**BRIEF:** All lines from the one containing "for leopard's eye" to the end of the entries below should be output exactly as they appear. No other lines should be output.

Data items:
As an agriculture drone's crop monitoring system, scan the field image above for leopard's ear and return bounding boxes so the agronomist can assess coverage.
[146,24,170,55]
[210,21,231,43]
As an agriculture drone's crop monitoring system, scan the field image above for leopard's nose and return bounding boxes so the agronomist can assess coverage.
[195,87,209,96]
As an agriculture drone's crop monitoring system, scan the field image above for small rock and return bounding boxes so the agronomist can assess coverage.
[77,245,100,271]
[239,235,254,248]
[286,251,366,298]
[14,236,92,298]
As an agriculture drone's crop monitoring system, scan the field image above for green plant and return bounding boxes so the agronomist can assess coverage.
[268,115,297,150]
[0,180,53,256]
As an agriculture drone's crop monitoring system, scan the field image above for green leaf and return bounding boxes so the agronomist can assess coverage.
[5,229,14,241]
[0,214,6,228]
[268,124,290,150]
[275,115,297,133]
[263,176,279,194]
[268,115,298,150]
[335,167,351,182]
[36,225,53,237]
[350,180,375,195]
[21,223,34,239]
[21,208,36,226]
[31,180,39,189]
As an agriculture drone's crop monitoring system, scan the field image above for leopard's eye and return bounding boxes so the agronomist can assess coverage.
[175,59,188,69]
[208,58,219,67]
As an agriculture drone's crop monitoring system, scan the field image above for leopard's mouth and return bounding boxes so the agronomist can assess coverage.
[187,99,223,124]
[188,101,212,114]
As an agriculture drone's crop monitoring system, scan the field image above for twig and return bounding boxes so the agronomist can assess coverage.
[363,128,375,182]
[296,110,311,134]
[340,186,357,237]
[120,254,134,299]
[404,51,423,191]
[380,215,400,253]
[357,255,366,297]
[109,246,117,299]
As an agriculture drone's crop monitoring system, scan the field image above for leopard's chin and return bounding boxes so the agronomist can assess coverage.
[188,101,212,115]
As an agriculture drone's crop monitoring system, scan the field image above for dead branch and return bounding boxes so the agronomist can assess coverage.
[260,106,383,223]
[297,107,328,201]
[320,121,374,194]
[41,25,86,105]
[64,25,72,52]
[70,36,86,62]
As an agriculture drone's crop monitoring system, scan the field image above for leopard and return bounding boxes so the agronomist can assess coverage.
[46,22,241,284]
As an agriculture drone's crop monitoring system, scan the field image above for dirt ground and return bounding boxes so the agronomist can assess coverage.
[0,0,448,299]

**RESPONSE:**
As an agriculture drone's crop monitoring system, scan the field image above for leopard's eye and return bounding boxes so the agronomist can assess coverage.
[175,59,188,69]
[208,58,219,67]
As an agriculture drone's crop monitoring system, scan the field image above for leopard's mouth and return bounding boxes so the agronomist can assess coverage.
[187,99,223,124]
[188,101,212,114]
As an agriculture drone's crop monitoring system, scan the field image above for twig and return bounding boxes so the agronomist can assess coverage.
[363,128,375,182]
[296,110,311,134]
[340,186,357,237]
[120,254,134,299]
[404,51,423,191]
[380,215,400,253]
[357,255,366,297]
[109,246,117,299]
As an agriculture drone's crop monitoring system, scan the field image above for leopard's chin and return bounding boxes so the agronomist can assess coverage.
[188,101,212,115]
As an agriculture drone's crop monitoring system, scan the field image above for dead branch and return bounding boxes so the agronomist can assess coverage.
[260,106,383,223]
[297,107,328,201]
[320,121,374,194]
[41,25,86,105]
[64,25,72,52]
[70,36,86,62]
As an agriculture drone's crop monitoring system, scan the field image above for leopard and return bounding boxes so the agronomist can assess coverage.
[46,22,241,284]
As an agriculture drone's crop monitoring system, scan the field image above for dirt ground and return bounding boxes so the agronomist can assess coverage.
[0,0,448,299]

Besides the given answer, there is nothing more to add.